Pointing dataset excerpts
▶
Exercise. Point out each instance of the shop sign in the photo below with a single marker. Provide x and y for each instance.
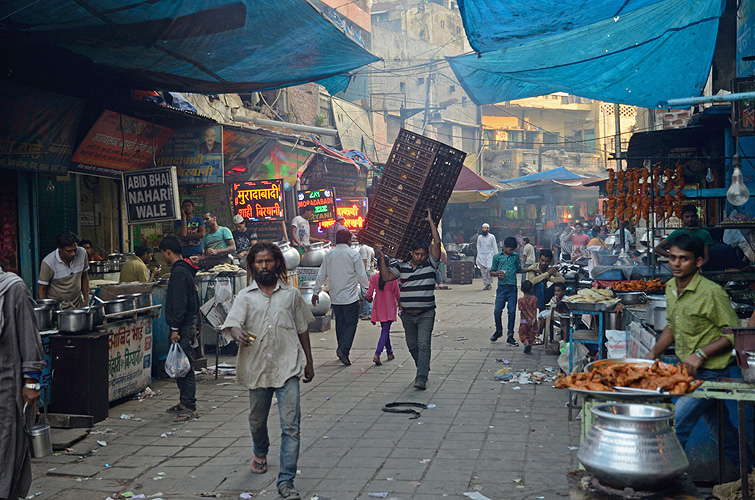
(118, 143)
(151, 195)
(129, 357)
(197, 153)
(744, 111)
(37, 129)
(354, 211)
(258, 200)
(323, 200)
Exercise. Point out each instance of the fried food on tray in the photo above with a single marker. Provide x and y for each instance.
(669, 378)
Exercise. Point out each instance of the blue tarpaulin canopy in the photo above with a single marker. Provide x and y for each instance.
(210, 46)
(637, 52)
(556, 174)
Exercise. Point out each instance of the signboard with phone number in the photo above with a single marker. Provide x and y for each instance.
(323, 201)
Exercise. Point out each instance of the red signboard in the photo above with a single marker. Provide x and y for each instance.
(121, 143)
(258, 200)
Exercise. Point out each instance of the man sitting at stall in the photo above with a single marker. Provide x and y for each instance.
(135, 269)
(698, 311)
(690, 221)
(64, 273)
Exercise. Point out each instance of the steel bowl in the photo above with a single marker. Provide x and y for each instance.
(45, 317)
(75, 320)
(140, 299)
(629, 298)
(119, 305)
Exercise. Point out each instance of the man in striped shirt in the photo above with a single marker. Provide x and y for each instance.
(417, 284)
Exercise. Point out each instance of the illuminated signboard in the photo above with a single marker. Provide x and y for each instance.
(323, 200)
(353, 210)
(258, 200)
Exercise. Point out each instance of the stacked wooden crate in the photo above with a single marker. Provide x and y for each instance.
(420, 174)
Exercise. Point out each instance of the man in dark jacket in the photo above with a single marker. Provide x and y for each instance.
(181, 307)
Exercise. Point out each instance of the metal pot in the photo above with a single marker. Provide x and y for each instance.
(632, 445)
(45, 317)
(653, 301)
(630, 298)
(118, 305)
(290, 254)
(323, 306)
(75, 320)
(140, 299)
(313, 256)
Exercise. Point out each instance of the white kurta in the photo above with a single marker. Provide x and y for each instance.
(487, 247)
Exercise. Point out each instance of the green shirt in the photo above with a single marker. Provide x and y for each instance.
(512, 264)
(700, 233)
(697, 317)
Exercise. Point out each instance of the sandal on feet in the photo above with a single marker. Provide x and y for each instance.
(288, 492)
(185, 415)
(259, 465)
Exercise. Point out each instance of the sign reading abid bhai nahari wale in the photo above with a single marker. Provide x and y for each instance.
(323, 200)
(151, 195)
(258, 200)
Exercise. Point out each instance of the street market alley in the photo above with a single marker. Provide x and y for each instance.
(503, 440)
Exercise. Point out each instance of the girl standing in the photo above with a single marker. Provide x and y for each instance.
(386, 297)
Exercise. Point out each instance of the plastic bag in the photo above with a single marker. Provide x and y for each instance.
(176, 364)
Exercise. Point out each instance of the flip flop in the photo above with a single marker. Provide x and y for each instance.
(185, 415)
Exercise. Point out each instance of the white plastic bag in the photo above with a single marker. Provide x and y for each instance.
(176, 364)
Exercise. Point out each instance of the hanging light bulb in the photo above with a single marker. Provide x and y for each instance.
(709, 176)
(738, 194)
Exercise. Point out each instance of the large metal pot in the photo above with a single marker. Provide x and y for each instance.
(290, 254)
(313, 256)
(323, 306)
(75, 320)
(45, 317)
(140, 299)
(632, 445)
(653, 301)
(118, 305)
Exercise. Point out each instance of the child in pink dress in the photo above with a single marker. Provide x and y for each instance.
(386, 297)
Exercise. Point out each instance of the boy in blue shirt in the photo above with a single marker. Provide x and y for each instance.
(506, 266)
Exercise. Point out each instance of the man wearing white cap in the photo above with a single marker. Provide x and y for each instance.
(487, 247)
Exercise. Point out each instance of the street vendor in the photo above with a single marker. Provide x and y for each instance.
(698, 311)
(64, 273)
(690, 221)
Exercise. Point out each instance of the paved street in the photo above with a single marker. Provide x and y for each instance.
(504, 440)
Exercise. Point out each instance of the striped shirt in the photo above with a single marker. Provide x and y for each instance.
(417, 285)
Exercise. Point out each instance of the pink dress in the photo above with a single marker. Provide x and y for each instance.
(385, 300)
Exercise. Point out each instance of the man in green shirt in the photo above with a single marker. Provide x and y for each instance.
(698, 312)
(690, 221)
(506, 266)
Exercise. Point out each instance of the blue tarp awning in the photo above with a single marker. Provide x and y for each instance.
(637, 52)
(556, 174)
(205, 46)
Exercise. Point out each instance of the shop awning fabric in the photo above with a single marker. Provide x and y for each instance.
(636, 52)
(203, 46)
(470, 188)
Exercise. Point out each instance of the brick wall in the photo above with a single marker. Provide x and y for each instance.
(674, 118)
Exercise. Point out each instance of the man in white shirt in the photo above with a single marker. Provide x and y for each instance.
(487, 247)
(300, 228)
(344, 269)
(269, 321)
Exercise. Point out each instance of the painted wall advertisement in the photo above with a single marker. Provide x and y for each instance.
(322, 199)
(37, 129)
(130, 357)
(354, 211)
(258, 200)
(118, 143)
(151, 195)
(197, 153)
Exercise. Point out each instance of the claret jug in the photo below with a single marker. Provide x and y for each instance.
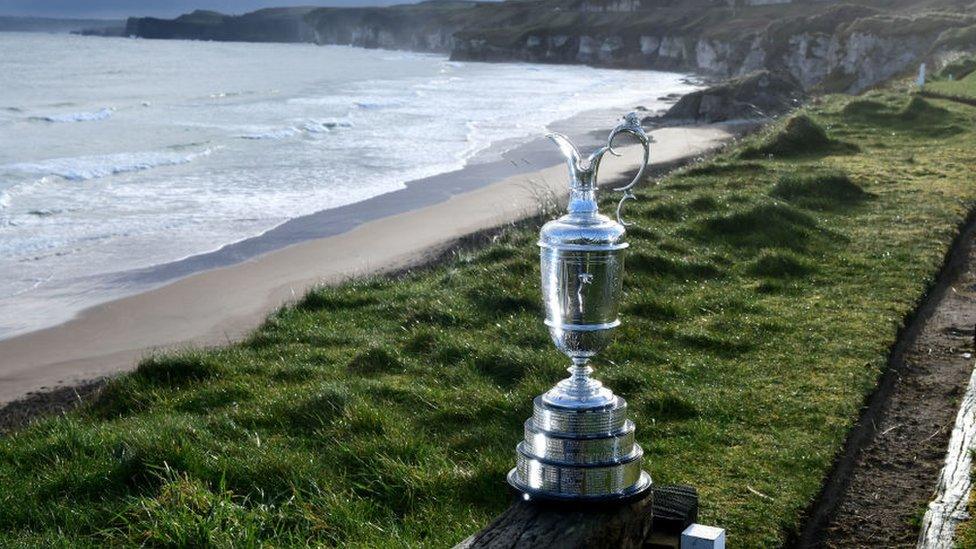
(579, 445)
◀
Work to do:
Rewrite the material from the line containing "Exercise. Point out each instance of the man in green" through the end, keeping each request and multiplying every coordinate in the answers by 0.9, rounded to whole numbers with halves going up. Leave the pictures out.

Written answer:
Exercise. Point out each instance of the man in green shirt in the photo above with a single marker. Provide x and y for each instance.
(628, 281)
(621, 199)
(455, 239)
Exercise. Point out each instance of the blue tarp awning in the photo above with a single marker. Provide x and y for each instance.
(573, 47)
(500, 157)
(185, 41)
Exercise. Point out each instance of the shop awning fabric in the photo above with a single marker. Provide x and y for each instance.
(572, 47)
(183, 41)
(423, 169)
Exercise. Point out each instance of the brick wall in the photo above with a single marker. Provide x and y for each instance.
(607, 106)
Exercise. Point out each instance of the man in white shirt in the photo above with a single marker. Provide x and y for each instance.
(438, 222)
(270, 205)
(310, 242)
(242, 289)
Exercise. Point out each instance of the painted wall advertisement in the photo above with a single marker. Provide x and y for each instance.
(290, 179)
(33, 116)
(117, 321)
(319, 190)
(232, 180)
(106, 129)
(136, 176)
(177, 138)
Exercise. Point out each instance of the claret jug in the photo below with a single marker. Provide x and y for each instance.
(521, 401)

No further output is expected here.